THE TASKS:
1: Rewrite the forum post from "I don't know" up to and including "about their activity.", changing "martial arts" to "combat sports".
2: According to the forum post, what are tekko essentially?

I don't know where you live, but I gotta say that, outside of cops like me who are interested in the martial arts on our own -- very few of us pay any real attention to who is training in martial arts in our jurisdiction.  Hell, there are just too many TKD places alone to even try...

Unless, of course, you're calling attention to yourself...  Yeah, most of us remember the guy strolling to class in his uniform, or the guys working with swords in the park.  Especially if we get calls about their activity.

Now -- if you're carrying things like the tekko (which are essentially brass knuckles; I had to look 'em up and I figure others wouldn't recognize 'em), and you encounter the cops, there's a simple way to handle it.  BE HONEST.  If I stop you, and you're carrying various sorts of martial arts gear, including things that would typically be considered a concealed weapon (like brass knuckles or shuriken), but they're in a gear bag (not particularly accessible to you quickly), with other stuff...  I'm probably going to figure out what's up, and get you back on your way.  But, if you're evasive, and you have them tucked in a handy pocket or otherwise immediately available -- well, then we're gonna have problems.  In other words, be smart and responsible, and everyone will get along fine.  Be stupid... and you'll have problems.


----------



## Brandon Fisher (Jul 10, 2007)

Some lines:

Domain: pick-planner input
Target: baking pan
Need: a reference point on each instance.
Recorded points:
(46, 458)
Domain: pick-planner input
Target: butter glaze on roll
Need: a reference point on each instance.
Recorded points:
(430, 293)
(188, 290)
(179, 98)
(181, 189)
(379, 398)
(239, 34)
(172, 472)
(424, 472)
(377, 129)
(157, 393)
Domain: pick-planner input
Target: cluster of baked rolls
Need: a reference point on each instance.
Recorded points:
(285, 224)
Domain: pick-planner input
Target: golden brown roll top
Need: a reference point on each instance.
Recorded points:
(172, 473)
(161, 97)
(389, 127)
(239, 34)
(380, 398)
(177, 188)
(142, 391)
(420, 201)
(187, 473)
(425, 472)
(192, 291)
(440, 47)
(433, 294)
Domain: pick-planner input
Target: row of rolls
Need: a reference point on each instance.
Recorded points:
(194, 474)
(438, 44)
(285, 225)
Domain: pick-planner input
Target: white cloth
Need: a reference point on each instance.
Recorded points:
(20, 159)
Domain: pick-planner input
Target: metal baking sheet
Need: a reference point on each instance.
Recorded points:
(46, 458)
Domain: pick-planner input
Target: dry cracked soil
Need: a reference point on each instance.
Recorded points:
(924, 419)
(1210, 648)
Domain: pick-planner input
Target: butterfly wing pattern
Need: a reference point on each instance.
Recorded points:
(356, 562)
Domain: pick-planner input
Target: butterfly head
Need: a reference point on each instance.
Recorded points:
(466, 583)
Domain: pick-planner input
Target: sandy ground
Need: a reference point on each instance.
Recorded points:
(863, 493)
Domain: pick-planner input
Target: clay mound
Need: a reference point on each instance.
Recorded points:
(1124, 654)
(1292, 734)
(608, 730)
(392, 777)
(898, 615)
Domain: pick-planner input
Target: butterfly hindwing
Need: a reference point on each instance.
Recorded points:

TASK-BY-TASK OUTPUTS:
1:
I don't know where you live, but I gotta say that, outside of cops like me who are interested in the combat sports on our own -- very few of us pay any real attention to who is training in combat sports in our jurisdiction.  Hell, there are just too many TKD places alone to even try...

Unless, of course, you're calling attention to yourself...  Yeah, most of us remember the guy strolling to class in his uniform, or the guys working with swords in the park.  Especially if we get calls about their activity.

2: Brass knuckles.